WHAT YOU ARE ASKED TO DO:
Could you restate, exactly and with nothing added, the lines from the start of the data through the line that holds "positive clicks: (421, 223)", leaving the pictures out?

(Saved data entries)
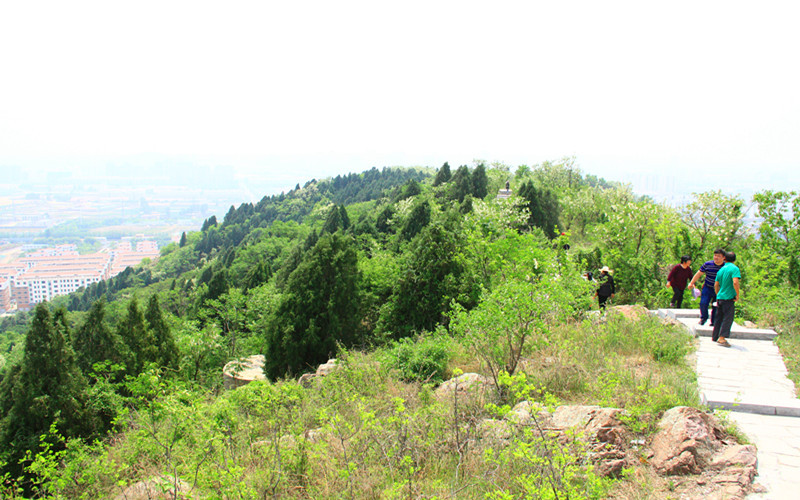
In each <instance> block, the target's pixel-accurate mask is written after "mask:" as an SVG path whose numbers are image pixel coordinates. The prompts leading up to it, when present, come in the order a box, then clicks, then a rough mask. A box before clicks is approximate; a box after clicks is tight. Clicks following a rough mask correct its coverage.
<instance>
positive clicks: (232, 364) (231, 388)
mask: <svg viewBox="0 0 800 500" xmlns="http://www.w3.org/2000/svg"><path fill="white" fill-rule="evenodd" d="M265 360H266V358H265V357H264V355H263V354H254V355H253V356H249V357H247V358H240V359H237V360H234V361H231V362H230V363H228V364H226V365H225V368H223V369H222V386H223V387H224V388H225V389H236V388H237V387H241V386H243V385H247V384H249V383H250V382H252V381H253V380H266V379H267V377H265V376H264V361H265Z"/></svg>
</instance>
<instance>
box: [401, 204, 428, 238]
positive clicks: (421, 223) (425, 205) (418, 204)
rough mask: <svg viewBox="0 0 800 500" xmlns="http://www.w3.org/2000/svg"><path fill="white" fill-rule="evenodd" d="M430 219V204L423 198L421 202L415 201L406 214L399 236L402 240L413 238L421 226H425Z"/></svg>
mask: <svg viewBox="0 0 800 500" xmlns="http://www.w3.org/2000/svg"><path fill="white" fill-rule="evenodd" d="M430 221H431V204H430V203H428V200H423V201H422V202H420V203H417V204H416V205H415V206H414V208H413V209H412V210H411V213H410V214H408V218H407V219H406V222H405V224H404V225H403V230H402V231H401V232H400V236H401V237H402V238H403V239H404V240H411V239H412V238H414V236H416V235H417V234H419V232H420V231H421V230H422V228H423V227H425V226H427V225H428V223H429V222H430Z"/></svg>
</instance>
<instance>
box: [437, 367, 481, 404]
mask: <svg viewBox="0 0 800 500" xmlns="http://www.w3.org/2000/svg"><path fill="white" fill-rule="evenodd" d="M492 387H493V384H492V381H491V380H490V379H489V378H488V377H484V376H483V375H479V374H477V373H463V374H461V375H459V376H457V377H454V378H451V379H450V380H448V381H447V382H445V383H443V384H442V385H440V386H439V387H438V388H437V389H436V392H435V394H436V397H437V398H439V399H440V400H442V399H452V398H453V396H454V395H456V396H458V397H459V398H462V397H463V398H469V399H478V400H483V399H485V398H486V395H487V393H488V392H489V390H490V389H491V388H492Z"/></svg>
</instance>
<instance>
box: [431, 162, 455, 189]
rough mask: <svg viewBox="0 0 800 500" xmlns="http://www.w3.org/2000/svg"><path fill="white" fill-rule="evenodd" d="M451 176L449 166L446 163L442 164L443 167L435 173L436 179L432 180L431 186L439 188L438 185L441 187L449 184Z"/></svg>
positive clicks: (445, 162)
mask: <svg viewBox="0 0 800 500" xmlns="http://www.w3.org/2000/svg"><path fill="white" fill-rule="evenodd" d="M451 175H452V174H451V173H450V164H449V163H447V162H444V165H442V168H440V169H439V170H438V171H437V172H436V177H435V178H434V179H433V185H434V186H439V185H442V184H445V183H447V182H449V181H450V177H451Z"/></svg>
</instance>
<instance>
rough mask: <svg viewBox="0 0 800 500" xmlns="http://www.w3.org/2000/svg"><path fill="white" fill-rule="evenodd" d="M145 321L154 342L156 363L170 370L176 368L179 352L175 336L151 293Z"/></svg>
mask: <svg viewBox="0 0 800 500" xmlns="http://www.w3.org/2000/svg"><path fill="white" fill-rule="evenodd" d="M144 318H145V320H146V321H147V328H148V330H150V335H151V337H152V339H153V341H154V342H155V347H156V351H157V354H156V359H155V361H156V363H157V364H158V366H160V367H163V368H167V369H169V370H172V371H177V370H178V362H179V353H178V346H177V345H175V338H174V337H173V336H172V331H171V330H170V328H169V325H167V322H166V320H165V319H164V313H163V312H162V311H161V306H160V305H159V303H158V296H157V295H155V294H154V295H152V296H151V297H150V301H149V302H148V303H147V311H146V312H145V314H144Z"/></svg>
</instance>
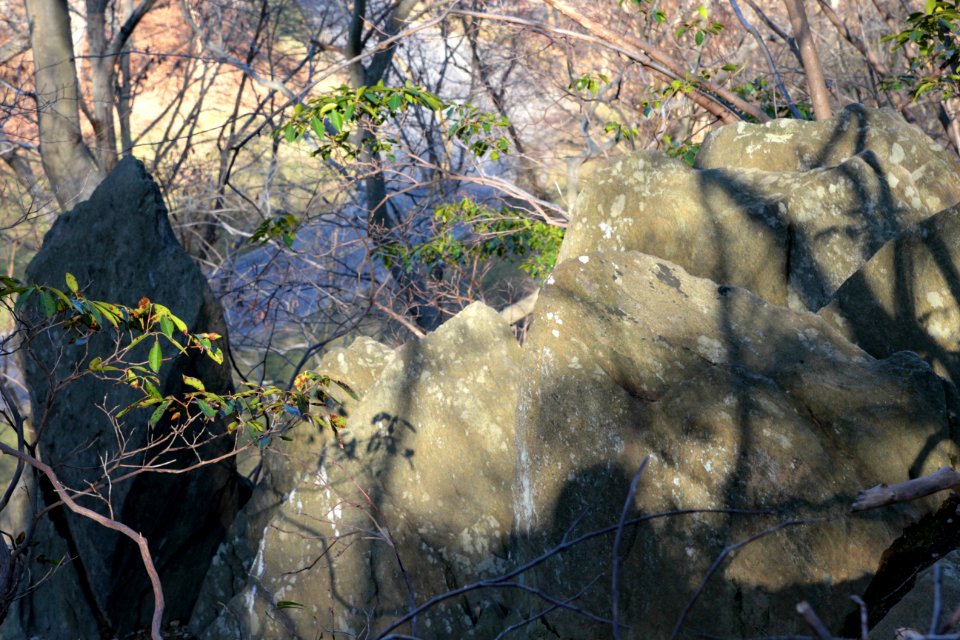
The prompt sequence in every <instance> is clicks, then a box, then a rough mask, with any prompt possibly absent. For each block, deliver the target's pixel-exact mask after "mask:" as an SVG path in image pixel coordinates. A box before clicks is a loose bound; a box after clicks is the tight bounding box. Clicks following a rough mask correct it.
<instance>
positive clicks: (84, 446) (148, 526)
mask: <svg viewBox="0 0 960 640" xmlns="http://www.w3.org/2000/svg"><path fill="white" fill-rule="evenodd" d="M105 256H108V257H109V259H105ZM67 272H70V273H72V274H73V275H74V276H76V278H77V280H78V282H79V283H80V286H81V288H82V289H83V291H84V293H85V294H86V295H87V296H88V297H90V298H93V299H96V300H107V301H111V302H116V303H121V304H125V305H129V306H136V305H137V302H138V300H139V299H140V298H141V297H148V298H150V299H151V300H153V301H155V302H159V303H161V304H164V305H166V306H168V307H169V308H170V309H171V310H172V311H173V312H174V313H175V314H176V315H177V316H179V317H180V318H181V319H183V320H184V322H185V323H186V324H187V326H188V328H189V329H190V331H212V332H217V333H220V334H226V329H225V326H224V322H223V314H222V311H221V309H220V307H219V304H218V302H217V300H216V299H215V297H214V295H213V293H212V291H211V290H210V288H209V286H208V285H207V283H206V281H205V280H204V277H203V275H202V274H201V273H200V270H199V269H198V268H197V267H196V265H194V263H193V261H192V260H191V259H190V257H189V256H188V255H187V254H186V253H185V252H184V251H183V249H182V248H181V246H180V244H179V243H178V242H177V240H176V238H175V236H174V234H173V231H172V229H171V227H170V223H169V221H168V219H167V211H166V208H165V207H164V204H163V198H162V196H161V194H160V190H159V189H158V188H157V186H156V184H155V183H154V182H153V181H152V180H151V179H150V177H149V175H148V174H147V173H146V171H145V170H144V168H143V165H142V164H141V163H140V162H139V161H137V160H134V159H133V158H126V159H124V160H122V161H121V162H120V163H119V164H118V165H117V167H116V168H115V169H114V171H113V172H111V173H110V175H109V176H107V178H106V179H105V180H104V181H103V183H102V184H101V185H100V186H99V187H98V188H97V190H96V191H95V192H94V194H93V195H92V196H91V198H90V200H88V201H86V202H84V203H81V204H79V205H78V206H77V207H76V208H75V209H74V210H73V211H70V212H68V213H65V214H63V215H61V216H60V217H59V218H58V219H57V221H56V222H55V224H54V225H53V227H52V229H51V230H50V232H49V233H48V234H47V236H46V238H45V239H44V244H43V247H42V248H41V250H40V252H39V253H37V255H36V256H35V257H34V259H33V261H32V262H31V263H30V265H29V267H28V268H27V279H28V280H29V281H30V282H34V283H41V284H50V285H53V286H56V287H60V288H63V287H64V275H65V274H66V273H67ZM24 348H25V351H26V355H25V357H24V360H23V362H24V369H25V374H26V379H27V382H28V384H29V386H30V391H31V402H32V413H33V416H34V420H35V423H34V426H35V428H37V429H38V430H39V431H40V432H42V435H41V436H40V439H39V452H40V455H41V456H42V458H43V459H44V460H45V461H46V462H48V463H49V464H51V465H53V467H54V468H55V470H56V471H57V473H58V474H59V476H60V478H61V480H62V481H63V482H64V483H65V484H66V485H67V486H70V487H74V488H82V487H84V486H86V484H85V483H86V482H95V481H98V480H99V479H100V478H101V474H102V469H103V467H102V465H103V464H104V462H105V461H110V460H113V459H115V458H116V456H117V455H118V453H119V452H120V446H121V443H122V445H123V447H124V450H125V451H128V452H129V451H134V450H136V449H138V448H140V447H143V446H144V445H146V444H147V442H148V437H149V435H148V429H147V425H146V422H147V416H148V415H149V414H147V413H144V412H143V411H141V412H140V413H136V412H134V413H131V414H128V416H127V417H126V418H125V419H124V421H123V423H124V424H123V427H122V429H123V430H122V438H118V434H117V432H116V431H115V427H114V424H113V423H112V422H111V420H110V419H109V418H108V417H107V416H106V415H105V413H104V412H103V411H102V410H101V409H99V408H98V407H101V406H106V407H123V406H126V405H127V404H129V403H130V402H132V401H133V400H134V399H135V397H136V396H135V395H134V394H133V392H132V391H131V390H129V389H125V388H124V387H122V386H118V385H115V384H110V383H105V382H102V381H97V380H95V379H93V378H92V377H91V376H83V377H80V378H79V379H77V380H74V381H71V382H70V383H69V384H68V385H65V386H63V387H62V388H58V387H57V386H56V385H57V384H58V383H59V382H60V381H63V380H65V379H67V377H68V376H71V375H72V374H73V373H74V372H75V368H78V367H79V368H80V370H82V369H83V368H84V367H85V366H86V361H87V360H88V359H89V358H90V357H91V355H92V354H97V353H109V352H111V351H112V348H113V337H112V336H107V335H102V336H95V337H94V338H93V339H91V341H90V343H89V344H87V345H83V346H80V345H69V344H67V339H66V336H64V335H63V334H62V333H60V332H58V331H56V330H51V331H45V332H43V333H41V334H39V335H37V336H34V337H32V338H31V339H30V340H29V341H28V342H27V343H26V344H25V345H24ZM141 355H142V356H143V357H142V360H144V361H145V360H146V351H144V353H143V354H141ZM183 374H186V375H190V376H194V377H198V378H200V379H202V380H203V381H204V384H205V385H206V388H207V389H209V390H211V391H214V392H216V393H220V392H225V391H227V390H228V389H230V388H231V387H232V383H231V377H230V372H229V368H228V366H227V365H216V364H215V363H213V362H212V361H211V360H209V359H208V358H205V357H199V356H182V357H179V358H176V359H174V361H173V362H170V363H165V364H164V365H163V367H162V369H161V370H160V374H159V375H160V391H161V393H163V394H170V393H175V392H178V391H180V390H181V389H182V387H183V383H182V378H181V376H182V375H183ZM167 428H168V425H166V424H164V423H163V422H161V423H160V424H159V425H157V427H156V433H163V432H164V430H165V429H167ZM188 437H189V434H188ZM231 447H232V444H231V443H230V441H229V440H225V439H220V440H219V441H218V442H217V443H214V444H210V445H208V446H206V447H205V448H204V449H203V450H202V451H201V453H202V454H203V455H208V456H213V455H216V454H219V453H225V452H227V451H229V449H230V448H231ZM188 455H189V459H188V460H181V459H180V458H179V457H176V456H174V457H170V458H168V459H167V462H168V463H169V464H170V465H172V466H171V468H175V466H176V465H178V464H181V463H183V464H189V463H193V462H196V456H195V454H193V453H192V452H191V453H189V454H188ZM142 459H143V456H142V454H141V455H136V456H133V457H131V458H128V459H127V462H128V463H129V464H133V465H136V464H137V463H138V462H140V461H142ZM128 470H129V469H123V468H121V469H118V470H117V471H116V472H114V473H113V474H112V477H114V478H115V477H116V476H118V475H120V474H122V473H126V472H127V471H128ZM109 494H110V499H111V504H112V508H113V513H114V514H115V516H116V517H117V518H118V519H119V520H121V521H122V522H124V523H126V524H128V525H129V526H131V527H132V528H133V529H134V530H136V531H139V532H142V533H143V534H144V535H145V536H146V537H147V539H148V540H149V542H150V545H151V549H152V551H153V553H154V558H155V562H156V564H157V568H158V570H159V572H160V577H161V579H162V580H163V582H164V584H165V585H167V588H166V593H165V596H166V606H167V608H166V612H167V618H168V619H179V620H185V619H187V617H188V616H189V615H190V611H191V610H192V608H193V604H194V600H195V599H196V596H197V587H198V586H199V584H200V582H201V581H202V579H203V576H204V574H205V573H206V570H207V567H208V566H209V563H210V558H211V557H212V556H213V552H214V551H215V550H216V548H217V545H218V544H219V543H220V540H221V539H222V538H223V535H224V533H225V531H226V529H227V527H228V526H229V525H230V523H231V521H232V520H233V518H234V516H235V515H236V513H237V509H238V508H239V506H240V501H241V498H240V494H239V485H238V483H237V477H236V473H235V467H234V464H233V462H232V461H230V460H228V461H226V462H222V463H219V464H216V465H209V466H206V467H203V468H201V469H198V470H195V471H192V472H190V473H189V474H184V475H172V474H144V475H138V476H136V477H134V478H133V479H129V480H126V481H124V482H117V483H115V484H112V486H111V487H110V490H109ZM46 497H47V499H48V500H49V501H52V500H53V498H54V497H55V496H53V495H52V494H51V493H50V492H49V491H48V495H47V496H46ZM81 504H83V505H85V506H88V507H90V508H93V509H97V510H99V511H100V512H105V507H104V505H103V503H102V502H101V501H99V500H92V499H82V500H81ZM185 505H189V506H188V507H187V508H185ZM36 540H37V541H38V543H39V545H38V547H36V548H35V549H34V550H33V557H34V558H37V557H46V558H48V559H51V560H57V559H60V558H67V559H68V561H67V563H66V565H65V566H63V567H61V568H60V569H59V570H58V571H57V572H56V573H54V574H53V576H52V577H51V578H50V579H48V580H45V581H42V582H40V584H39V585H37V587H36V589H35V590H31V591H30V592H28V593H27V594H26V595H25V597H24V599H23V601H22V606H21V616H20V617H21V622H22V624H23V627H24V630H25V632H26V633H27V634H28V636H29V635H37V636H39V637H49V638H67V637H84V638H92V637H100V635H101V634H119V635H123V634H125V633H127V632H130V631H133V630H136V629H140V628H143V627H144V626H149V620H150V616H151V615H152V612H153V598H152V595H151V591H150V587H149V584H148V582H147V579H146V574H145V572H144V570H143V567H142V564H141V561H140V557H139V554H138V551H137V549H136V548H135V547H134V546H133V545H132V544H131V543H130V542H129V541H127V540H126V539H122V538H121V536H119V535H118V534H116V533H114V532H112V531H109V530H107V529H105V528H103V527H101V526H100V525H98V524H96V523H95V522H92V521H91V520H89V519H85V518H81V517H78V516H76V515H74V514H72V513H70V512H67V511H66V510H65V509H56V510H54V511H53V512H51V514H50V517H49V518H47V519H45V520H43V521H42V522H41V525H40V528H39V529H38V532H37V537H36ZM42 568H43V567H41V566H39V565H38V566H37V569H38V570H39V569H42ZM34 575H37V576H39V575H42V571H35V572H34Z"/></svg>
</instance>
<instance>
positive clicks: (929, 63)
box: [883, 0, 960, 100]
mask: <svg viewBox="0 0 960 640" xmlns="http://www.w3.org/2000/svg"><path fill="white" fill-rule="evenodd" d="M883 41H884V42H892V43H893V50H894V51H896V50H898V49H900V50H903V51H905V52H907V53H908V54H909V53H910V52H911V51H915V52H916V55H910V57H909V72H908V73H906V74H903V75H900V76H897V77H895V78H888V79H887V80H886V82H885V83H884V84H885V86H886V87H887V88H894V89H897V88H900V87H903V86H906V87H908V88H909V89H910V90H911V91H912V93H913V95H914V98H915V99H916V98H919V97H920V96H922V95H923V94H925V93H929V92H932V91H939V92H940V94H941V97H942V98H943V99H944V100H946V99H948V98H950V97H952V96H954V95H955V94H956V93H957V90H958V87H960V0H926V3H925V7H924V11H922V12H915V13H912V14H910V16H909V17H908V18H907V28H906V29H904V30H903V31H901V32H899V33H895V34H892V35H889V36H886V37H885V38H883ZM910 45H913V46H912V47H911V46H910Z"/></svg>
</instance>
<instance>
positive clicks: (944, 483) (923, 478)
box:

RESULT BELOW:
In each <instance> block, the target's pixel-accurate mask is written after "mask:" as an SVG path whose numbers are image pixel coordinates. The prompts leading up to it, when present, come in the order a box, then clicks, then a rough mask. A box before clicks is approximate; a box after clicks is tight. Clicks following a rough mask correct its coverage.
<instance>
positive clicks: (232, 364) (231, 388)
mask: <svg viewBox="0 0 800 500" xmlns="http://www.w3.org/2000/svg"><path fill="white" fill-rule="evenodd" d="M265 360H266V358H265V357H264V355H263V354H254V355H253V356H249V357H247V358H240V359H237V360H234V361H231V362H230V363H228V364H226V365H225V368H223V369H222V386H223V387H224V388H225V389H236V388H237V387H241V386H243V385H247V384H249V383H250V382H252V381H253V380H266V379H267V377H265V376H264V361H265Z"/></svg>
</instance>
<instance>
box: [401, 204, 428, 238]
positive clicks: (421, 223) (425, 205) (418, 204)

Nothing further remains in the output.